■ **Task objective**
Output each entry that follows exactly. Images stay out.

■ **Task material**
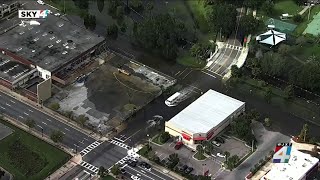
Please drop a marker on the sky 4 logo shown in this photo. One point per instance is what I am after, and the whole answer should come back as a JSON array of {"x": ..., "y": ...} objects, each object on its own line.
[{"x": 33, "y": 14}]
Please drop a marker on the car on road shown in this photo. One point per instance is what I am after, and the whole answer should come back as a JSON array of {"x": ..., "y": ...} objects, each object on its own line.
[
  {"x": 221, "y": 155},
  {"x": 40, "y": 2},
  {"x": 145, "y": 165},
  {"x": 178, "y": 145},
  {"x": 135, "y": 177},
  {"x": 220, "y": 140},
  {"x": 182, "y": 168},
  {"x": 216, "y": 143},
  {"x": 188, "y": 170}
]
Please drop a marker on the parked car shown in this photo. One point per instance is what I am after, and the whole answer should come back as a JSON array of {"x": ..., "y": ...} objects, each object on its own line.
[
  {"x": 216, "y": 143},
  {"x": 40, "y": 2},
  {"x": 221, "y": 155},
  {"x": 123, "y": 171},
  {"x": 188, "y": 170},
  {"x": 178, "y": 145},
  {"x": 135, "y": 177},
  {"x": 220, "y": 140},
  {"x": 182, "y": 168}
]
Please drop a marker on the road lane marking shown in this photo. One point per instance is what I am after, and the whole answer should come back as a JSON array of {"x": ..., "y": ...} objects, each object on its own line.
[{"x": 139, "y": 172}]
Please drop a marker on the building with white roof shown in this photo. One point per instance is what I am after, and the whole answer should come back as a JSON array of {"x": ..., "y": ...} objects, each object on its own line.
[
  {"x": 205, "y": 117},
  {"x": 300, "y": 165}
]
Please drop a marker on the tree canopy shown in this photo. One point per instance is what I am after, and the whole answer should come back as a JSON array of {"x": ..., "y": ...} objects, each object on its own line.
[
  {"x": 222, "y": 17},
  {"x": 161, "y": 34}
]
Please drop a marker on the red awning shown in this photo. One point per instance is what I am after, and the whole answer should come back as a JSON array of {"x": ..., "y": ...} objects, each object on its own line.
[
  {"x": 185, "y": 136},
  {"x": 199, "y": 138}
]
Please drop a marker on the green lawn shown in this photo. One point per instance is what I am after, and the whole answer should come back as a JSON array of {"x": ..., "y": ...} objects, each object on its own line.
[
  {"x": 189, "y": 61},
  {"x": 298, "y": 107},
  {"x": 199, "y": 156},
  {"x": 302, "y": 26},
  {"x": 286, "y": 6},
  {"x": 32, "y": 152}
]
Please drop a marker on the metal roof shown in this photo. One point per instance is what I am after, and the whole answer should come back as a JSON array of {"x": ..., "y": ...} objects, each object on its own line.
[{"x": 205, "y": 113}]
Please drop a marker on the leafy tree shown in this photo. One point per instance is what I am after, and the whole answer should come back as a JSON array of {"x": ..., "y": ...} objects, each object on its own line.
[
  {"x": 82, "y": 119},
  {"x": 100, "y": 4},
  {"x": 304, "y": 134},
  {"x": 249, "y": 24},
  {"x": 235, "y": 71},
  {"x": 102, "y": 171},
  {"x": 30, "y": 123},
  {"x": 160, "y": 34},
  {"x": 267, "y": 7},
  {"x": 112, "y": 31},
  {"x": 297, "y": 18},
  {"x": 222, "y": 17},
  {"x": 2, "y": 173},
  {"x": 115, "y": 170},
  {"x": 289, "y": 92},
  {"x": 284, "y": 49},
  {"x": 268, "y": 94},
  {"x": 89, "y": 21},
  {"x": 56, "y": 136}
]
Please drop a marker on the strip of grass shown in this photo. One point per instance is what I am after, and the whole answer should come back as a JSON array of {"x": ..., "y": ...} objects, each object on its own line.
[
  {"x": 53, "y": 157},
  {"x": 199, "y": 156},
  {"x": 286, "y": 6},
  {"x": 189, "y": 61},
  {"x": 296, "y": 106}
]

■ **Finished task**
Please drop a marker on the sky 4 logo shown in this photo. One point per instance is what I am after, and the whole answer should come back as a JSON array of {"x": ..., "y": ...} objects, each object on its own line.
[{"x": 33, "y": 14}]
Please drop a marker on the car on road shown in this photo. One point per instance is what I am after, and the whole answer should come back as a JSON array of {"x": ..., "y": ...} objects, each object on its own line.
[
  {"x": 221, "y": 155},
  {"x": 40, "y": 2},
  {"x": 145, "y": 165},
  {"x": 178, "y": 145},
  {"x": 135, "y": 177},
  {"x": 220, "y": 140},
  {"x": 182, "y": 168},
  {"x": 216, "y": 143},
  {"x": 188, "y": 170}
]
Please drop a marker on the parked car shown in this photo. One point per instance is what I am after, and the whole answer should come back as a JSON array of {"x": ..., "y": ...} objects, each object on its own line.
[
  {"x": 216, "y": 143},
  {"x": 40, "y": 2},
  {"x": 221, "y": 155},
  {"x": 123, "y": 171},
  {"x": 188, "y": 170},
  {"x": 178, "y": 145},
  {"x": 135, "y": 177},
  {"x": 220, "y": 140},
  {"x": 182, "y": 168}
]
Please drop a marker on the road lane marking shown in this photo. One point per instance is what I am after, and the whole answer should come back as a JSON array of {"x": ..., "y": ...} objects, each object on its own line.
[{"x": 139, "y": 172}]
Please drop a marker on the building with white roof shown in this photo. One point per instance is what I am after, and the whole answer should come back as a JSON array of {"x": ..., "y": ...} objects, each object on its own line.
[
  {"x": 205, "y": 117},
  {"x": 300, "y": 165}
]
Please drop a marker on the tree canopy shown in this photo. One point per instance is what I am after, and the whole answer should come back as a JSON array of {"x": ..., "y": ...} objects, each object on its own line.
[
  {"x": 222, "y": 17},
  {"x": 161, "y": 34}
]
Please drop a marker on the red awning shown in this photo. One point per instance is what I am after, and the whole answer should come back as a JSON array of {"x": ..., "y": ...} objects, each object on its own line.
[
  {"x": 185, "y": 136},
  {"x": 199, "y": 138}
]
Please drop a marker on the green lawn shown in this photo. One point per instance is what I am after, and the whole answer should come back as a JSON array of {"x": ..., "y": ...} objects, each object on its own line.
[
  {"x": 189, "y": 61},
  {"x": 298, "y": 107},
  {"x": 199, "y": 156},
  {"x": 302, "y": 26},
  {"x": 286, "y": 6},
  {"x": 32, "y": 152}
]
Please drop a marker on the metal roof shown in this photo. One point per instance is what I am after, and the whole answer should come back as a JSON array of {"x": ..., "y": ...} objects, each object on its own line.
[{"x": 205, "y": 113}]
Please drop a marker on the leafy tree shown in this photo. One point per instance is what I am after, and the whole answer should come back as a JSON array of {"x": ..., "y": ...} objects, each object on its own line.
[
  {"x": 82, "y": 119},
  {"x": 100, "y": 4},
  {"x": 304, "y": 134},
  {"x": 249, "y": 24},
  {"x": 235, "y": 71},
  {"x": 102, "y": 171},
  {"x": 30, "y": 123},
  {"x": 160, "y": 34},
  {"x": 267, "y": 7},
  {"x": 112, "y": 31},
  {"x": 297, "y": 18},
  {"x": 222, "y": 17},
  {"x": 2, "y": 173},
  {"x": 115, "y": 170},
  {"x": 289, "y": 92},
  {"x": 284, "y": 49},
  {"x": 268, "y": 94},
  {"x": 89, "y": 21},
  {"x": 56, "y": 136}
]
Please drop a marker on the strip of grass shown in this photo. One point per instance is what I am after, and the whole answer should come back as a JSON array of {"x": ..., "y": ...} objects, each object on its own line.
[
  {"x": 53, "y": 157},
  {"x": 199, "y": 156},
  {"x": 286, "y": 6},
  {"x": 189, "y": 61},
  {"x": 296, "y": 106}
]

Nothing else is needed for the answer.